What is being asked
Repeat the listing below word for word, keeping every line and character unchanged.

>> BEGIN Dataset excerpts

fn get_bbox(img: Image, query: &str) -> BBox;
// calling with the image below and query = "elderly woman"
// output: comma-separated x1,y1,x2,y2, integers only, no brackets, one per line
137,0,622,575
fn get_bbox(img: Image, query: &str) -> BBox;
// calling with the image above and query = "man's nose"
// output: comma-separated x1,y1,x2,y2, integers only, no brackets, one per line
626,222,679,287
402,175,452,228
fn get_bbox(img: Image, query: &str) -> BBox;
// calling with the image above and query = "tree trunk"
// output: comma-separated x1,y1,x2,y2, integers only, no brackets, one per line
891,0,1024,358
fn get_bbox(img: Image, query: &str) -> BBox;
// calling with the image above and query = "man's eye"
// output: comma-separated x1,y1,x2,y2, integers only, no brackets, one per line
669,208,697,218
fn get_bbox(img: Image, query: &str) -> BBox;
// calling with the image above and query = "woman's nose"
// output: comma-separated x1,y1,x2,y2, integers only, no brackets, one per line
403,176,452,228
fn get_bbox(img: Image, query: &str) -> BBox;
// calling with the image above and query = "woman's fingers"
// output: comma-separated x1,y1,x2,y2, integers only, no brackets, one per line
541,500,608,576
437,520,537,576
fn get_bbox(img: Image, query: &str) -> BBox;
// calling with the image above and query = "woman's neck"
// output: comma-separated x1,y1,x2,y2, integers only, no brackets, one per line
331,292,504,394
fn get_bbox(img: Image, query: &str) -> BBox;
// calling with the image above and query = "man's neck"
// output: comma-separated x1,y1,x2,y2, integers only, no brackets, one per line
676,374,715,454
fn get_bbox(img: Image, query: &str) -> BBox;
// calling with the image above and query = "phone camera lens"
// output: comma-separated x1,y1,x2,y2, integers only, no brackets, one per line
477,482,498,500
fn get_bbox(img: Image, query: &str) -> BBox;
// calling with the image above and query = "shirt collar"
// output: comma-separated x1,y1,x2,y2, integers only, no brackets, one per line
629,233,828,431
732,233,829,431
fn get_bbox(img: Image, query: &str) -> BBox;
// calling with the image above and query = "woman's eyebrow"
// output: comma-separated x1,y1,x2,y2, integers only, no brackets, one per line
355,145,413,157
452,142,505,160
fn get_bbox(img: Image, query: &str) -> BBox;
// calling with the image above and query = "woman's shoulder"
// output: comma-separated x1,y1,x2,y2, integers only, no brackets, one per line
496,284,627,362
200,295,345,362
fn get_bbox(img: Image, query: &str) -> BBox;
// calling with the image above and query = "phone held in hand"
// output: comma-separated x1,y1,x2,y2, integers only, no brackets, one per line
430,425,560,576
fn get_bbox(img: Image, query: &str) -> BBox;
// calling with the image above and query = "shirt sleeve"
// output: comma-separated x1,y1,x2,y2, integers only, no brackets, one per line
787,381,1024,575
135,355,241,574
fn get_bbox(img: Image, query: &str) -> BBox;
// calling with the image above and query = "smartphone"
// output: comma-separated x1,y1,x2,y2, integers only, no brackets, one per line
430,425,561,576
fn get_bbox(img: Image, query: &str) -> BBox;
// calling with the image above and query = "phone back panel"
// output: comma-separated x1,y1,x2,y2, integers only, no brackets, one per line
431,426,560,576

>> END Dataset excerpts

Output for this task
fn get_bbox(img: Image, query: &str) -> BBox;
// calling with the image below and query = "elderly woman"
// output: comma-separated x1,y1,x2,y2, integers only, no brackets, one per line
137,0,622,575
fn get_bbox(img: Image, query: &str) -> BBox;
// calling with the image above and query = "man's nose"
// output: comma-separated x1,y1,x2,y2, integers only, no brackets, one per line
626,222,679,287
402,175,452,228
fn get_bbox(img: Image, query: &str) -> BBox;
// calling with the image above and query = "tree trunk"
// output: comma-separated x1,y1,x2,y2, integers only, no brackets, one per line
891,0,1024,358
fn get_bbox(img: Image, query: &str) -> BBox;
// calling with the image above and query = "man's eye"
// output: comma-separated x1,y1,x2,y2, integers only, no brackets, one per line
669,208,697,218
fn get_bbox(img: Image, query: &str) -> BBox;
// calling with the image above and query = "woman's nose"
// output: comma-separated x1,y1,x2,y2, integers only, no brackets, one per line
403,176,452,228
fn get_bbox(img: Image, query: &str) -> BBox;
// calling with the image above and query = "woman's fingers"
// output: comma-separated x1,y1,x2,y2, integers only, no brackets, one per line
541,500,608,576
437,520,537,576
fn get_bbox(img: Image, query: &str) -> BBox;
// calling with the image above and query = "woman's neck"
// output: comma-separated x1,y1,x2,y2, integers only, no brackets, one per line
331,292,504,394
fn get_bbox(img: Image, query: &str) -> BBox;
// calling with the image above and query = "man's neck"
// output: comma-separated x1,y1,x2,y2, integers only, no brackets, one per line
676,374,715,454
fn get_bbox(img: Image, query: &str) -> BBox;
// calling with the image above and query = "phone camera lens"
// output: comma-separated x1,y1,x2,y2, integers only, no brackets, one per line
477,482,498,500
fn get_bbox(img: Image, query: &str) -> BBox;
// calling with the image above and query = "shirt collar"
// output: comma-separated x1,y1,x2,y2, integers only, no brackets, one per line
629,233,828,431
732,233,829,431
fn get_bbox(img: Image, query: &str) -> BBox;
// calling with the image above and query = "woman's eyebrow"
// output: comma-separated x1,y1,x2,y2, integers only, no brackets, one per line
355,145,413,157
452,142,505,160
fn get_bbox(img: Image, query: &str) -> BBox;
// calling with the image above and query = "woman's shoulder"
// output: comma-separated x1,y1,x2,y2, integers only, no brackets, one per line
496,284,627,362
200,295,345,362
fn get_bbox(img: Image, query: &str) -> BBox;
// calling with the image above and query = "phone held in hand"
// output: comma-separated x1,y1,x2,y2, integers only, no brackets, one per line
430,425,560,576
fn get_bbox(img: Image, query: &str) -> BBox;
// calling with the image above and query = "shirt sleeve"
// output: comma-separated x1,y1,x2,y2, integers only, no brackets, one per line
787,381,1024,575
135,355,241,574
fn get_bbox(img: Image, query: &str) -> BBox;
// calling with the image above and query = "smartphone"
// output: comma-separated x1,y1,x2,y2, integers only, no brackets, one per line
430,425,561,576
fn get_bbox(img: Image, query: &str) -> BBox;
// calling with the image above and query = "phone back panel"
// output: comma-separated x1,y1,x2,y2, integers only, no brackets, one per line
431,426,560,576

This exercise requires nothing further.